Task details: Your task is to transcribe the data in full.

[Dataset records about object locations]
--- start ---
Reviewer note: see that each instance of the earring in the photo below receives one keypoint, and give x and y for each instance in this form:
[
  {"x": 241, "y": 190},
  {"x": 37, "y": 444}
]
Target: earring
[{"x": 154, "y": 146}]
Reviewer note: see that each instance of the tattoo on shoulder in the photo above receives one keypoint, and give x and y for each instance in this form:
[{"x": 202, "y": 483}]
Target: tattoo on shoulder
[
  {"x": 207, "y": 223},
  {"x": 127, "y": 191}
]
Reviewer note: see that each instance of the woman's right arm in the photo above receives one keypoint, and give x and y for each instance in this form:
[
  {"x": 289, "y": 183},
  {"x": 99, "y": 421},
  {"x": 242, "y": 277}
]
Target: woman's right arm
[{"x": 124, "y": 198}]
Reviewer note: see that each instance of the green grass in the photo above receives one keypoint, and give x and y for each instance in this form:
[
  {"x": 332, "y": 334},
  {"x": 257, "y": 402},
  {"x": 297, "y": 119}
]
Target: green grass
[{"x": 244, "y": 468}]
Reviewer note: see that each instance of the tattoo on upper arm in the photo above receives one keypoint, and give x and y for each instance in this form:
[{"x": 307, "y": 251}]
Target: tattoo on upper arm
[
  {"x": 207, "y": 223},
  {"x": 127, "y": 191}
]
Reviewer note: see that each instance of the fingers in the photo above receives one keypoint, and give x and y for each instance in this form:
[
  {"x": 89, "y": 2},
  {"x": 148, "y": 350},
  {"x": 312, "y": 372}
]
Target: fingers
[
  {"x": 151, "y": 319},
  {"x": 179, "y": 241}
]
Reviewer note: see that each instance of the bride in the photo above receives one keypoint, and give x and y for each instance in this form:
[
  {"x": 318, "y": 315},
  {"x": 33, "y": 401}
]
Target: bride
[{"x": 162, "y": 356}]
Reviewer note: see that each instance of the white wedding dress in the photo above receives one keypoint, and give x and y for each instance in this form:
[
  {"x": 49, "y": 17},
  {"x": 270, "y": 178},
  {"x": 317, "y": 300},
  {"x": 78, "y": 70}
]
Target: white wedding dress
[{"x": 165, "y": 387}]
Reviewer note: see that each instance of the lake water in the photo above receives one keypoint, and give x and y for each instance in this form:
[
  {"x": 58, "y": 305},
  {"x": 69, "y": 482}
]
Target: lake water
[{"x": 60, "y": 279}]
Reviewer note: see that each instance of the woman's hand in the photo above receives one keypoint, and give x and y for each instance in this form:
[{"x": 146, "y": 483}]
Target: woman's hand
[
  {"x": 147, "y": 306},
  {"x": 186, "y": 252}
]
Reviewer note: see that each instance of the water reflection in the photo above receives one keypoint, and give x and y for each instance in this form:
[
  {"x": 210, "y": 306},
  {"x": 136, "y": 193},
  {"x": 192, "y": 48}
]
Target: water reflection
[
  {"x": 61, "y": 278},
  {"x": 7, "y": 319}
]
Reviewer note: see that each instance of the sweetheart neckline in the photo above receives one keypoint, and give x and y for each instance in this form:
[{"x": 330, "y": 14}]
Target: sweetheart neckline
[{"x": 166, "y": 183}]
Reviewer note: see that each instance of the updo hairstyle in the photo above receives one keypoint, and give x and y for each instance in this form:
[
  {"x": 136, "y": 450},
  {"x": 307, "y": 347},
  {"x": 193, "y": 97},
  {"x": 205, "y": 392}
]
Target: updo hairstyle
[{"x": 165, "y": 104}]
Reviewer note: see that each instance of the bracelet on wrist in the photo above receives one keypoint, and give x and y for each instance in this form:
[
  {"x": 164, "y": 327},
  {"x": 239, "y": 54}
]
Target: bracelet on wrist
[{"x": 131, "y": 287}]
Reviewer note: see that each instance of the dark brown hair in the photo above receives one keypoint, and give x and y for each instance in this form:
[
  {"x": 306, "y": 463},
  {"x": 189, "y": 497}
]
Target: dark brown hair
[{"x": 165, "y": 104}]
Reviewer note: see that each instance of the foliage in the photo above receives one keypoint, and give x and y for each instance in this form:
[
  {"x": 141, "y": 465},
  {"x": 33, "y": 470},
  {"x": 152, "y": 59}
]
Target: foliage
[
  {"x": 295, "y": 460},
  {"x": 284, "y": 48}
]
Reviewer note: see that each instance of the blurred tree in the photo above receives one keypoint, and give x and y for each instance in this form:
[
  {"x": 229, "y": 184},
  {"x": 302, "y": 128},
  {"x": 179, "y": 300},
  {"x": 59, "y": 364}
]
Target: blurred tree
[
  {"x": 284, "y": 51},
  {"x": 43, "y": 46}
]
--- end ---
Output for this task:
Reviewer note: see that each instance of the earring in the photo below receives one keypoint, and give x and y for each instance in this form:
[
  {"x": 241, "y": 190},
  {"x": 37, "y": 444}
]
Target: earring
[{"x": 154, "y": 146}]
Reviewer note: see that each instance of the tattoo on shoulder in the photo above receives one keypoint, and give x and y for each instance in this form:
[{"x": 202, "y": 483}]
Target: tattoo on shoulder
[
  {"x": 207, "y": 223},
  {"x": 127, "y": 191}
]
Reviewer note: see that each instance of the woman's right arm in the photo above receives one keypoint, and give x and y for each instance in this form:
[
  {"x": 289, "y": 183},
  {"x": 99, "y": 421},
  {"x": 242, "y": 277}
]
Target: woman's right arm
[{"x": 124, "y": 198}]
Reviewer note: see that each instance of the green grass in the photo above receives one keypoint, and give x and y for each instance in this form:
[
  {"x": 332, "y": 334},
  {"x": 257, "y": 402},
  {"x": 297, "y": 119}
]
Target: green grass
[{"x": 244, "y": 468}]
Reviewer note: see that each instance of the tattoo on upper arm in the photo above receives one keypoint, and give x and y for each instance in this form:
[{"x": 307, "y": 251}]
Target: tattoo on upper arm
[
  {"x": 207, "y": 223},
  {"x": 127, "y": 191}
]
Reviewer note: see that each instance of the fingers in the photo above receives one keypoint, and give x and y for each instance in this form:
[
  {"x": 89, "y": 2},
  {"x": 148, "y": 350},
  {"x": 312, "y": 372}
]
Target: fingers
[
  {"x": 151, "y": 319},
  {"x": 179, "y": 241}
]
Reviewer note: see that each instance of the bride in the photo above receives one keypoint, and give x and y for each instance in this form:
[
  {"x": 318, "y": 315},
  {"x": 33, "y": 401}
]
Target: bride
[{"x": 162, "y": 356}]
Reviewer note: see that each instance of the white wedding dress in the photo above receives one keypoint, and give x and y for each instance in this form:
[
  {"x": 49, "y": 17},
  {"x": 270, "y": 178},
  {"x": 317, "y": 300},
  {"x": 78, "y": 70}
]
Target: white wedding dress
[{"x": 165, "y": 387}]
Reviewer note: see that each instance of the lake water in the photo above receives one keypoint, and give x and y for each instance in this form:
[
  {"x": 58, "y": 305},
  {"x": 69, "y": 482}
]
Target: lake water
[{"x": 60, "y": 279}]
Reviewer note: see that each instance of the woman's hand in the photo above receives one keypoint, and give x and y for each instance in this form:
[{"x": 146, "y": 483}]
Target: woman's hand
[
  {"x": 147, "y": 306},
  {"x": 186, "y": 252}
]
Reviewer note: see that each instance of the water reflection in the photo above receives one keypoint, and give x and y for each instance in this form:
[
  {"x": 210, "y": 306},
  {"x": 136, "y": 193},
  {"x": 192, "y": 48}
]
Target: water reflection
[
  {"x": 61, "y": 278},
  {"x": 7, "y": 319}
]
Reviewer note: see that each instance of the sweetheart neckline in the photo above receives one keypoint, and give x and y for each instance in this form:
[{"x": 330, "y": 14}]
Target: sweetheart neckline
[{"x": 166, "y": 183}]
Reviewer note: see that each instance of the updo hairstyle in the photo above receives one keypoint, and give x and y for each instance in this form:
[
  {"x": 136, "y": 450},
  {"x": 307, "y": 347},
  {"x": 193, "y": 97},
  {"x": 205, "y": 392}
]
Target: updo hairstyle
[{"x": 165, "y": 104}]
Reviewer note: see that each instance of the bracelet on wrist in the photo above receives one keypoint, and give x and y for each instance in this form:
[
  {"x": 164, "y": 327},
  {"x": 239, "y": 54}
]
Target: bracelet on wrist
[{"x": 131, "y": 287}]
Reviewer note: see that each instance of the dark brown hair in the photo above receives one keypoint, and give x and y for each instance in this form:
[
  {"x": 306, "y": 463},
  {"x": 189, "y": 497}
]
Target: dark brown hair
[{"x": 165, "y": 104}]
Reviewer note: see that each instance of the foliage in the photo above receives one keypoint, and give x and y for each instance in this form:
[
  {"x": 141, "y": 465},
  {"x": 33, "y": 470},
  {"x": 152, "y": 59}
]
Target: foliage
[
  {"x": 295, "y": 460},
  {"x": 284, "y": 48}
]
Reviewer note: see that each instance of the blurred tree in the photo above receives one keypoint, and give x and y for each instance in this form:
[
  {"x": 229, "y": 184},
  {"x": 302, "y": 128},
  {"x": 179, "y": 300},
  {"x": 59, "y": 364}
]
Target: blurred tree
[
  {"x": 284, "y": 51},
  {"x": 43, "y": 46}
]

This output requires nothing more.